--- Excerpt ---

Praveen Sood: The proactive steps taken by the Bengaluru city police [for urging personnel to refrain from using lathis and to be courteous to citizens] have been referred as a model by the Karnataka High Court. Hoysala units have been deployed for emergency movement, especially for senior citizens. We are also very content in the manner in which people have cooperated with the police in reporting lockdown violators.
Misinformation online has been tackled effectively. Passes have been issued, and the process is getting further streamlined so that there is no misuse. We ensured the smooth movement of medical personnel, supply chain of public essentials, and encouraged the public to practice social distancing . Like I said, we are still on a learning curve of handling a pandemic.
Q: What about the shortcomings? What do you think needs to be improved?
Praveen Sood: Despite the threats they faced from the pandemic, and despite staying away from their families for long periods, police officials have shown a lot of restraint in dealing with the violators of lockdown, extending relaxations for essential movement. Also, we have successfully passed on the message to our force that more diplomacy and soft skills are needed in convincing people to remain indoors, and it has worked.
We also have remained very open in learning from our experience and suggestions, which will help us improve our enforcement of the lockdown. Of course, we have to settle down a bit before we technically list our performance and shortcomings.
Q: Many people are still unable to go out even during medical emergencies. And there’s a lot of confusion about the procedure for getting movement passes. Should there have been better planning and implementation on this front?
Praveen Sood: Passes have been issued for those involved in providing essential services. Police officials have helped getting emergency services to senior citizens like providing essentials or aiding them with logistics.
Like I said, this was not a drill or familiar scenario for us. Our role was required everywhere, and all our responses and enforcement procedures were based on the changing scenario of the pandemic. There was no precedence or protocol for a lockdown at such a scale. Nevertheless, we have done well.
Q: What about equipment and training to police personnel to handle the situation?
Praveen Sood: Our personnel stand at a greater risk of contracting the virus as they are in the frontline – at bus stops, airports, toll gates, railway stations, markets and other public hotspots. They may be conducting thermal screening, accompanying medical staff and even patients. The last thing we want is our force getting any COVID-19 positive cases.
So, based on consultation with state medical authorities, we tried to procure and equip our officials, at the earliest, with Personal Protection Equipment (PPE) like masks and sanitisers, so that they feel confident in executing their duties.
Q: Has any positive case been detected in Karnataka Police so far?
Praveen Sood: Thankfully, we don’t have any positive case yet and wish to keep it that way. [Note: This is as of April 11, the date of the interview.]
Q: The police too face severe stress while enforcing the lockdown for prolonged periods. Does this highlight the need for services like counselling for the police?
Praveen Sood: Yes, very much. We may need such help to de-stress our staff. Police officials have stayed away from their families for days together. Their families are concerned about them; they are only connected via mobile phones. At this point, all our staff are being motivated by the department to remain positive and do their job.
Q: What are your takeaways and learnings from this experience?
Praveen Sood: Well, nobody is yet an expert in dealing with this situation. We are still on the learning, unlearning and adapting curve. Probably, when all of this is over, we have to sit together, document all these events, and evaluate lessons, outcomes and capacity building. We have to definitely update our PPE inventory beyond a simple first aid kit, to protect our staff.
But, this exercise has helped us establish greater coordination between various stakeholders and public agencies. More humane approach in enforcement of lockdown has met with equal cooperation from the public.

---

[Complete the following]
**a)** From the interview, reproduce word for word the passage starting at "Praveen Sood: Thankfully, we" and ending at "for the police?".
**b)** Answer these questions from the interview:
(i) What has the Karnataka High Court referred to as a model?
(ii) Which items of Personal Protection Equipment are named as given to officials?
(iii) What was the date of the interview?
**c)** For each statement, decide whether the interview supports it:
(i) Hoysala units were deployed for emergency movement, especially for senior citizens.
(ii) Several COVID-19 positive cases had been detected in Karnataka Police.
(iii) A protocol already existed for a lockdown at such a scale.

--- Record excerpts ---

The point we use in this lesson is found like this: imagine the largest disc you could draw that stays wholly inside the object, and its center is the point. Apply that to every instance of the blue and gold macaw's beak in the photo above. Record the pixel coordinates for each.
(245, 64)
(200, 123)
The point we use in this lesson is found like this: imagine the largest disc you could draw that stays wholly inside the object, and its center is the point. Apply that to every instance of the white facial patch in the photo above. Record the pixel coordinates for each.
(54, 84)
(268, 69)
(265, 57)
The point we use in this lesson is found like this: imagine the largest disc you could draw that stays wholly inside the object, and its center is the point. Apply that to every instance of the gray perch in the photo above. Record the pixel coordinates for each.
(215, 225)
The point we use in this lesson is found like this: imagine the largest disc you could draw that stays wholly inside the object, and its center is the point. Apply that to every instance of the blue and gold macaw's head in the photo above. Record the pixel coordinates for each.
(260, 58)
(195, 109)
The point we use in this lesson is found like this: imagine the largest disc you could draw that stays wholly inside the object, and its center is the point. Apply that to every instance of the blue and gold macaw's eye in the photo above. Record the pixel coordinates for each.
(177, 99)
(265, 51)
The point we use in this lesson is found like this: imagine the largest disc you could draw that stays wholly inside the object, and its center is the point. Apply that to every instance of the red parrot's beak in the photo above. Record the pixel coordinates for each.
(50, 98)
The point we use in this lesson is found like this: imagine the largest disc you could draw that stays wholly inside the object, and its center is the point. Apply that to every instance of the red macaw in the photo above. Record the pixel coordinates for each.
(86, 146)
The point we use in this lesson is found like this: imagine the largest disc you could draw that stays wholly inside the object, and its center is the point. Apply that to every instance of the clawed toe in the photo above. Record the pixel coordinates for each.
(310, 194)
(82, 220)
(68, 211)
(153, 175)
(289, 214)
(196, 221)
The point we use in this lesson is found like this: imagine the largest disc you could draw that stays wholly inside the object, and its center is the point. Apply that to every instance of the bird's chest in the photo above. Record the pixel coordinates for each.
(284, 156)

---

[Numbered responses]
**a)**
Praveen Sood: Thankfully, we don’t have any positive case yet and wish to keep it that way. [Note: This is as of April 11, the date of the interview.]
Q: The police too face severe stress while enforcing the lockdown for prolonged periods. Does this highlight the need for services like counselling for the police?

**b)**
(i) The proactive steps taken by the Bengaluru city police, urging personnel to refrain from using lathis and to be courteous to citizens.
(ii) Masks and sanitisers.
(iii) April 11.

**c)**
(i) Yes: "Hoysala units have been deployed for emergency movement, especially for senior citizens."
(ii) No: "Thankfully, we don’t have any positive case yet and wish to keep it that way."
(iii) No: "There was no precedence or protocol for a lockdown at such a scale."